Penso que há lá Strobus , mas o melhor é telefonares . Eu sou vou lá 2 a 3 x por semana. Não posso ir lá muitas vezes se não não paro de colocar coisas no meu aquário :SbSourire2:  
Cump.
Rui

----------


## Tiago Garcia

> ... Eu sou vou lá 2 a 3 x por semana. Não posso ir lá muitas vezes se não não paro de colocar coisas no meu aquário 
> Cump.
> Rui


Boas,

Rui, se quiseres euvou la por ti!!! :SbLangue17:   :SbLangue7:  
Penso que consiga arranjar um "tempito" para dar la um pulo!!!! :KnSourire28:   :KnSourire28:  
Brincadeira!!! :SbOk5:  

Atentamente,

----------


## Rogerio Miguel Gomes

Desculpem este filme não ser grande coisa ,é só para testar uma coisa.

** TAREFA **
Transcreva do texto, sem qualquer alteração, o trecho que vai de "Rui, se quiseres" até "testar uma coisa.".

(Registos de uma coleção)
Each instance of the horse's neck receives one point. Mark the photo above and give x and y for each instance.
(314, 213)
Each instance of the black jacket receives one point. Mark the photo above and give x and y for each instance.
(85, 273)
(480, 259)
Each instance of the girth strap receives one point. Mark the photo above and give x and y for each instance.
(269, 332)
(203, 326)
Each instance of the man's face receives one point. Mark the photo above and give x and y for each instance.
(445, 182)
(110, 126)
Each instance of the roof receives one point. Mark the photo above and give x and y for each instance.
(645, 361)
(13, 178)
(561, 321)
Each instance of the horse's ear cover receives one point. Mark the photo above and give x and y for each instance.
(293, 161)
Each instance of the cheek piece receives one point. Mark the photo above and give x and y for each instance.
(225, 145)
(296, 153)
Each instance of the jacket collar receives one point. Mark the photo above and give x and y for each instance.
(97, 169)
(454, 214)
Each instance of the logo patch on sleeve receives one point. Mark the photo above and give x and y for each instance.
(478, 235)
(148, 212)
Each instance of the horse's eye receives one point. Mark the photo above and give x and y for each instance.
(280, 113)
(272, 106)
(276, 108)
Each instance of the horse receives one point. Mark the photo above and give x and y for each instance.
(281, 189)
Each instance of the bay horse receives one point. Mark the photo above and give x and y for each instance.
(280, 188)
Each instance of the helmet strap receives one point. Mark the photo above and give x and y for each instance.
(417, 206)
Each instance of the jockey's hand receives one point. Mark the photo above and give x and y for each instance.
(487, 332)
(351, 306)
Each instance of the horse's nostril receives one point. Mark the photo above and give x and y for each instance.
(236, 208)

** RESPOSTA COMPLETA **
Rui, se quiseres euvou la por ti!!! :SbLangue17:   :SbLangue7:  
Penso que consiga arranjar um "tempito" para dar la um pulo!!!! :KnSourire28:   :KnSourire28:  
Brincadeira!!! :SbOk5:  

Atentamente,

----------


## Rogerio Miguel Gomes

Desculpem este filme não ser grande coisa ,é só para testar uma coisa.